* BEGIN Source records *
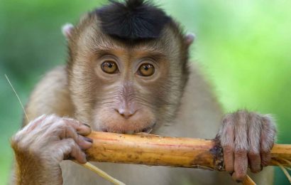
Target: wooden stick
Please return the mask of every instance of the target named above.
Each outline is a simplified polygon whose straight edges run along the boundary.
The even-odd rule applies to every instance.
[[[89,137],[94,140],[86,152],[89,161],[224,171],[221,147],[214,139],[97,132]],[[275,144],[271,154],[270,165],[289,166],[291,146]]]

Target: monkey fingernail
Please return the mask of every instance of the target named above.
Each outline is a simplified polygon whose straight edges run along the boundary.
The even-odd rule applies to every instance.
[[[91,138],[89,138],[89,137],[84,137],[84,139],[86,142],[93,143],[93,139],[91,139]]]
[[[89,128],[91,128],[91,126],[90,125],[89,125],[88,124],[87,124],[87,123],[84,123],[84,125],[85,125],[86,127],[89,127]]]

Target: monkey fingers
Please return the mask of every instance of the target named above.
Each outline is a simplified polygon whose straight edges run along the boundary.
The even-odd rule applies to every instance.
[[[58,162],[72,157],[79,163],[85,164],[87,162],[85,153],[72,138],[62,139],[53,144],[52,147],[55,149],[55,152],[59,153],[56,155],[60,157],[59,159],[57,159]]]
[[[248,121],[248,158],[251,171],[253,173],[260,171],[263,168],[260,155],[260,137],[262,130],[261,117],[251,112]]]
[[[231,115],[225,116],[219,133],[221,146],[224,149],[225,169],[229,173],[234,171],[234,125]]]
[[[268,115],[263,116],[260,134],[260,157],[263,166],[266,166],[271,159],[270,150],[274,145],[275,134],[276,128],[273,118]]]
[[[87,134],[91,132],[91,129],[79,122],[67,118],[58,118],[51,127],[49,127],[44,137],[52,137],[52,133],[60,139],[72,138],[79,146],[82,149],[87,149],[91,147],[92,140],[79,134],[77,132]]]

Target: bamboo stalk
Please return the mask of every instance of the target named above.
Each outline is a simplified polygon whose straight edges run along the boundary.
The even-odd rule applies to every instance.
[[[93,132],[89,161],[224,171],[223,153],[215,140]],[[289,166],[291,146],[275,144],[270,165]]]

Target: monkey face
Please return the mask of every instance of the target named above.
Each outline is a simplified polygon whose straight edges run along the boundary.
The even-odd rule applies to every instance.
[[[172,120],[188,75],[180,35],[168,28],[160,38],[133,42],[83,24],[69,41],[77,118],[119,133],[149,132]]]

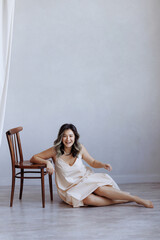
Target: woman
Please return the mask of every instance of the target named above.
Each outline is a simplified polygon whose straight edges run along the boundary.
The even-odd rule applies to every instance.
[[[94,173],[86,167],[82,159],[93,168],[112,170],[110,164],[95,160],[86,148],[79,143],[79,134],[73,124],[61,126],[58,137],[51,147],[31,158],[32,163],[45,163],[47,172],[53,174],[60,198],[73,207],[108,206],[117,203],[136,202],[147,208],[153,208],[149,200],[132,196],[120,191],[114,180],[105,173]]]

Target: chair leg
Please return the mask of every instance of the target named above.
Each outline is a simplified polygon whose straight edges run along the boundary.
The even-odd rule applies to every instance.
[[[12,187],[11,187],[10,207],[12,207],[12,204],[13,204],[14,188],[15,188],[15,174],[12,173]]]
[[[49,174],[48,174],[48,178],[49,178],[50,197],[51,197],[51,201],[53,201],[52,175],[49,175]]]
[[[23,193],[23,177],[24,177],[24,170],[21,169],[21,183],[20,183],[20,192],[19,192],[19,199],[22,199],[22,193]]]
[[[42,207],[45,207],[44,169],[41,169]]]

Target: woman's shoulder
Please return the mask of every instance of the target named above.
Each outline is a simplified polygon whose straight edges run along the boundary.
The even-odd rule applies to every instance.
[[[83,144],[80,144],[80,146],[81,146],[81,150],[80,150],[79,154],[80,154],[81,156],[83,156],[83,153],[84,153],[84,151],[85,151],[85,147],[84,147]]]

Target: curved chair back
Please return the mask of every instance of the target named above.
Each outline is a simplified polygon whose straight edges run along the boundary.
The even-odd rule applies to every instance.
[[[14,168],[15,164],[21,164],[23,162],[22,146],[19,136],[19,132],[22,130],[23,127],[17,127],[6,132],[11,155],[12,168]]]

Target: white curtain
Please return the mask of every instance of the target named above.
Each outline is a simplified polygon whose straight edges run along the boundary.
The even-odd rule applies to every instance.
[[[7,98],[15,0],[0,0],[0,145]]]

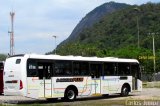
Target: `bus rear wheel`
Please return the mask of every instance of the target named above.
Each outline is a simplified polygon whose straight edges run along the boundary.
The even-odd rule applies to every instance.
[[[123,86],[121,90],[121,96],[128,96],[129,88],[127,86]]]
[[[74,89],[67,89],[64,96],[67,101],[74,101],[76,99],[76,92]]]

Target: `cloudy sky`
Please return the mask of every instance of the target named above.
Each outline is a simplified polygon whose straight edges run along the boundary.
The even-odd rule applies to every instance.
[[[112,0],[144,4],[149,0]],[[9,53],[10,12],[15,12],[15,53],[44,54],[65,40],[79,21],[109,0],[0,0],[0,53]],[[151,0],[160,2],[160,0]]]

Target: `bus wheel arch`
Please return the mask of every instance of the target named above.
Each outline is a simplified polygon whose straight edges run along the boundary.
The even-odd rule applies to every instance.
[[[78,96],[78,89],[74,85],[69,85],[64,93],[64,98],[67,101],[73,101],[76,99],[76,96]]]
[[[128,96],[129,92],[131,92],[131,87],[128,83],[124,83],[121,88],[121,96]]]

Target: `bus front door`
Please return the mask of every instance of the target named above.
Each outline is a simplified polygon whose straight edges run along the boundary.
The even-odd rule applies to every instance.
[[[102,72],[102,64],[91,63],[90,64],[90,72],[92,78],[92,94],[94,96],[101,95],[101,72]]]
[[[44,97],[44,98],[52,97],[52,80],[51,80],[52,70],[53,70],[52,63],[38,63],[38,72],[40,79],[39,97]]]

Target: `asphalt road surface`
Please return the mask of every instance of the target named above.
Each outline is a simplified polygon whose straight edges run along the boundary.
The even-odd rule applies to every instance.
[[[126,100],[158,100],[160,105],[160,88],[144,88],[142,92],[133,92],[130,93],[127,97],[121,97],[118,94],[116,95],[109,95],[107,97],[87,97],[87,98],[77,98],[74,104],[81,104],[85,102],[94,103],[96,102],[104,102],[104,101],[126,101]],[[47,101],[45,99],[36,100],[32,98],[26,98],[22,96],[3,96],[0,95],[0,104],[63,104],[63,106],[70,106],[70,102],[65,102],[63,100],[56,100],[56,101]],[[64,105],[64,104],[67,105]],[[72,102],[73,104],[73,102]],[[82,104],[83,105],[83,104]],[[158,105],[158,106],[159,106]],[[77,105],[79,106],[79,105]]]

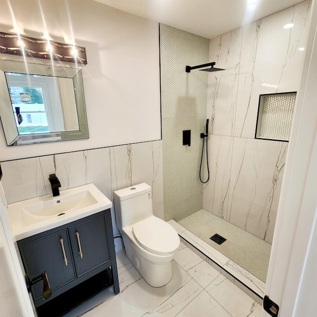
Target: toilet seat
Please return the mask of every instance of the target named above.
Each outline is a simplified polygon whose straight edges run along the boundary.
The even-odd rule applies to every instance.
[[[168,255],[175,252],[179,246],[179,237],[175,229],[155,216],[134,224],[132,231],[141,247],[156,254]]]

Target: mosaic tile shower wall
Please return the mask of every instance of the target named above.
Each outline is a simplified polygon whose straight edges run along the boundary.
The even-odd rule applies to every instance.
[[[178,221],[203,207],[200,133],[206,126],[208,74],[186,73],[185,67],[209,61],[209,40],[160,24],[160,43],[164,218]],[[190,146],[183,145],[184,130],[191,130]]]

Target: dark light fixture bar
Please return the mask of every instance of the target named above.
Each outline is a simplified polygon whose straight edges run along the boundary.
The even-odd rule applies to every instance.
[[[84,47],[3,32],[0,32],[0,53],[87,63]]]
* END Source records *
[Short exercise]
Retype the records word for word, starting at the line that contains "Target: chair leg" and stopping after the line that contains "[[[42,207],[45,207],[44,169],[41,169]]]".

[Response to the exercise]
Target: chair leg
Please return the mask of every instance of the target named above.
Each outline is a simplified polygon whose straight edges run along the boundary.
The even-odd rule applies to every instance.
[[[12,187],[11,187],[10,207],[12,207],[12,204],[13,204],[14,188],[15,188],[15,174],[12,173]]]
[[[49,174],[48,174],[48,178],[49,178],[50,197],[51,197],[51,201],[53,201],[52,175],[49,175]]]
[[[23,193],[23,177],[24,177],[24,170],[21,169],[21,183],[20,183],[20,192],[19,192],[19,199],[22,199],[22,193]]]
[[[42,207],[45,207],[44,169],[41,169]]]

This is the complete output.